● **EXERCISE REQUIREMENTS**:
Word for word, restate all of the data shown below.

─── INPUT DATA

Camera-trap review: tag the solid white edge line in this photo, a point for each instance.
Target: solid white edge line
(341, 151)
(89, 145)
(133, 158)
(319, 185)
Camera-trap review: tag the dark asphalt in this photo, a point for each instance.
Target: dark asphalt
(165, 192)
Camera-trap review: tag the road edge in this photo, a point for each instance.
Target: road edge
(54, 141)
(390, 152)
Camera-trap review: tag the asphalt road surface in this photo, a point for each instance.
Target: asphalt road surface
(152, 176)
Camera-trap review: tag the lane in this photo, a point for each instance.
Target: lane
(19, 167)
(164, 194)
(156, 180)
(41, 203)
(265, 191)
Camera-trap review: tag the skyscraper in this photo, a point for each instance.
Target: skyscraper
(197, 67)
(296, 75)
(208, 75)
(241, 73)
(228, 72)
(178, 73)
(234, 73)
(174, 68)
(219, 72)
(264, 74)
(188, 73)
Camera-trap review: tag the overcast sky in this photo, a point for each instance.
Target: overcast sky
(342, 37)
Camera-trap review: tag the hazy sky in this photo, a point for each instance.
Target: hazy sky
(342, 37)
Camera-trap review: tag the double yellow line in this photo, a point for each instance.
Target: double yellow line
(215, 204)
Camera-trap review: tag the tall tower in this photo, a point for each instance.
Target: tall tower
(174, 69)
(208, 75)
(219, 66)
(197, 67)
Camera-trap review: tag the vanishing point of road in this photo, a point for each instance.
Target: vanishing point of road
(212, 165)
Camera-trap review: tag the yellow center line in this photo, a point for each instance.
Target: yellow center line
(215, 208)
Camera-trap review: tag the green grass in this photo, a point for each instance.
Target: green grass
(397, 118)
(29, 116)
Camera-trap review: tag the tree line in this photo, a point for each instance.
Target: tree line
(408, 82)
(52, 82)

──────

● **TASK RESULT**:
Camera-trap review: tag the solid white edge line in this photo, a point for each instance.
Target: solid white edge line
(341, 151)
(89, 145)
(133, 158)
(319, 185)
Camera-trap review: tag the dark asphalt in this photo, a point for each instance.
Target: dark asphalt
(165, 192)
Camera-trap review: tag the road edge in this photo, a point for each instance.
Target: road edge
(54, 141)
(390, 152)
Camera-trap review: tag the asphalt road surface in this photo, a point for each instance.
Target: asphalt road surface
(152, 176)
Camera-trap review: tag the lane in this photo, a point for each instance.
Target: lane
(19, 167)
(164, 194)
(156, 180)
(41, 203)
(265, 191)
Camera-trap review: tag the skyscraper in this photo, a point for each instance.
Target: skyscraper
(197, 67)
(296, 75)
(208, 75)
(241, 73)
(228, 72)
(178, 73)
(234, 73)
(174, 68)
(219, 72)
(264, 74)
(188, 73)
Camera-trap review: tag the overcast sky in this photo, a point for each instance.
Target: overcast sky
(342, 37)
Camera-trap review: tag the hazy sky in this photo, a point for each instance.
Target: hazy sky
(342, 37)
Camera-trap review: tag the double yellow line in this photo, a point for each instance.
Target: double yellow line
(215, 204)
Camera-trap review: tag the tall tower in this photo, a point for each instance.
Target: tall tower
(174, 69)
(208, 75)
(219, 66)
(197, 67)
Camera-trap review: tag the vanishing point of road in this photo, a point for each instance.
Target: vanishing point of road
(212, 165)
Camera-trap review: tag the yellow center line in this photo, a point for each instance.
Target: yellow center line
(215, 208)
Camera-trap review: tag the green grass in this photo, a point for each instance.
Target: green grass
(397, 118)
(29, 116)
Camera-trap review: tag the tree line in this photo, a point for each instance.
Target: tree line
(408, 82)
(52, 82)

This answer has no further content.